- _BLOCCO DI TESTO_
L’insegnamento insistito sulla presenza reale nel sacramento del pane e del vino, la devozione e l’adorazione verso l’Eucarestia portate al massimo valore, il richiamo alla comunione e alla comunità del presente, hanno ridotto o cancellato la dimensione e la tensione escatologica del “mistero della fede”, che lo rende perennemente attuale proprio in quanto sempre in via di compimento nella sua pienezza: qualcosa di già compiuto come “opus operatum” nell’ordine della grazia, ma sempre in fieri come “opus operantis”, e cioè attraverso quanti sono chiamati ad usufruirne ed esserne partecipi come liberazione e salvezza.

 

È quando l’Eucarestia si riduce ad atto di culto, a soddisfacimento di precetto religioso, a simbolo di fraternità, depotenziandola di tutta la sua carica profetica di futura gloria, peraltro molto presente nei testi liturgici ma assente nel cuore del Popolo chiamato a liberazione nella ricorrente schiavitù della notte che si sta vivendo. Se questa è la realtà del “mistero della fede”, perché tutto è ridotto a schematismo simbolico ed immaginario religioso, destinato a svanire nell’aria nel breve spazio di un ascolto passivo? A scuoterci dalle nostre paure e a risvegliarci dal nostro torpore, ecco il passo del vangelo di Luca, con i dovuti avvertimenti di Gesù ripetuti ad una comunità che probabilmente si era già adagiata e stancata nella sua attesa del ritorno del Figlio dell’uomo, perché di questo si tratta: del ritorno di Gesù nella potenza della sua gloria, che liturgicamente registriamo come Cristo Re dell’universo.

 

Non ci manca intanto il suo incoraggiamento per avventurarci in questa avventura di liberazione: “Non temere, piccolo gregge…”. Sempre “piccolo gregge” mandato “in mezzo ai lupi”(Lc 10,3) non solo nei primi tempi, ma condizione  permanente, per cui c’è da temere quando sembra che non ci sia più sproporzione tra la molta messe e i pochi operai. Sì, ci vuole sempre coraggio, come nella notte della liberazione, sapendo però che tutto nasce dall’alto, perché “al Padre vostro è piaciuto dare a voi il Regno”. E poiché si tratta di un esodo a rischio, bisogna alleggerirsi il più possibile di tutto e rafforzare le spinte interiori verso ciò che ci sta veramente a cuore: non per convenzione d’ufficio ma per convinzione e motivo di vita. E questo non può essere che il Regno affidato ai piccoli o al piccolo resto, qualcosa che viene in tempi e modi imprevedibili, e che ci deve trovare pronti.

- _ELENCO_

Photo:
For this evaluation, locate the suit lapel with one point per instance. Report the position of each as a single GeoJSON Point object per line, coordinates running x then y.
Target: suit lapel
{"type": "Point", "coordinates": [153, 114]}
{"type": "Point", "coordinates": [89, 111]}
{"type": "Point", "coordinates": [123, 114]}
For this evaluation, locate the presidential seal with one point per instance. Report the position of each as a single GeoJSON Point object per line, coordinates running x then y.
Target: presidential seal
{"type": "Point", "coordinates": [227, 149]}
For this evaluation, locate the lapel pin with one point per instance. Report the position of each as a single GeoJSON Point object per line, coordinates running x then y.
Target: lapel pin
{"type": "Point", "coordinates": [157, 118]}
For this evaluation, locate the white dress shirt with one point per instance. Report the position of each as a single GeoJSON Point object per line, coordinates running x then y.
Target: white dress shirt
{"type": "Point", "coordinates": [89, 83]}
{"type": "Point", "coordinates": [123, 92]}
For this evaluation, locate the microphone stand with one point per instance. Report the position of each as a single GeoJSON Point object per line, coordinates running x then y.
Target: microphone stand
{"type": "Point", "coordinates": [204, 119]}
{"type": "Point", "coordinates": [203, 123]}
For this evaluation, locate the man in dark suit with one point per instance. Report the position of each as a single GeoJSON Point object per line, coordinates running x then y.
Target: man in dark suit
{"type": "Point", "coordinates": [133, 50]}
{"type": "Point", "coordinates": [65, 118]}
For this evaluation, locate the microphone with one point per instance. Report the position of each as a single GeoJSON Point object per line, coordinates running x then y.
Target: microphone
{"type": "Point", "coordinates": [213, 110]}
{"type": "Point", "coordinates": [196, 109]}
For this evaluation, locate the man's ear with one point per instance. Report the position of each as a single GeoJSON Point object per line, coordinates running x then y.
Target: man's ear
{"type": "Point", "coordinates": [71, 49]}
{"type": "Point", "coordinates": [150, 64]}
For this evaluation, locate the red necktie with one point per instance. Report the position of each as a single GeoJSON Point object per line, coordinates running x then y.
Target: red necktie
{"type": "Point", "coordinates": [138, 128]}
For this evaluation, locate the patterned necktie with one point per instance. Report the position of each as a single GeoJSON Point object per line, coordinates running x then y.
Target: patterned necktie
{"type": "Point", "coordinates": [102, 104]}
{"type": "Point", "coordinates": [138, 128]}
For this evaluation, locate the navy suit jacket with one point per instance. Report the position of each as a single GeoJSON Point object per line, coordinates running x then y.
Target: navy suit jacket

- _ESERCIZI_
• a. Nel testo sull'Eucarestia, con quali parole Gesù incoraggia il suo gregge?
• b. Prosegua il testo sull'Eucarestia dopo la sua ultima frase.

- _RISULTATI_
• a. “Non temere, piccolo gregge…”

• b.
Si richiede perciò un massimo di viva attesa, di attenzione, di vigilanza, senza calcoli ma in piena dedizione al proprio servizio anche quando il padrone è assente o tarda a tornare. È come se questo padrone sapesse che sta per venire un ladro e prendesse tutte le sue misure per non lasciarsi scassinare la casa. Tutti avvertimenti per essere pronti nell’ora imprevedibile della venuta del Figlio dell’uomo, colui che ci ha detto di essere con noi tutti i giorni fino alla fine del mondo (cfr. Mt 28,20). C’è dunque da imparare a vivere questa presenza - è il caso di ripetercelo - non solo in ambito sacramentale, in forma cultuale o in chiave devozionale: il Figlio dell’uomo è con noi, ed opera con noi, quando assolviamo il suo mandato di predicare il vangelo e fare discepole tutte le genti, una modalità di presenza profetica tutta da valorizzare in atto di evangelizzazione!

 

Gesù ha parlato dei servi e dei discepoli, ma ha parlato anche dei padroni e dei capi, come dire che questa vigilanza deve essere di tutti. Ma ecco Pietro porsi il problema per chi fosse questa parabola. Gesù lascia capire che a capo della servitù sarà messo quel servo che quando egli arriva sarà trovato fedele nel servizio, senza farsi grande e spadroneggiare sui servi. Tanto da meditare sull’uso del potere e sull’esercizio dell’autorità nella comunità dei discepoli: qualcosa che non può prescindere dall’insieme della vita comunitaria e imporsi come unico elemento costitutivo.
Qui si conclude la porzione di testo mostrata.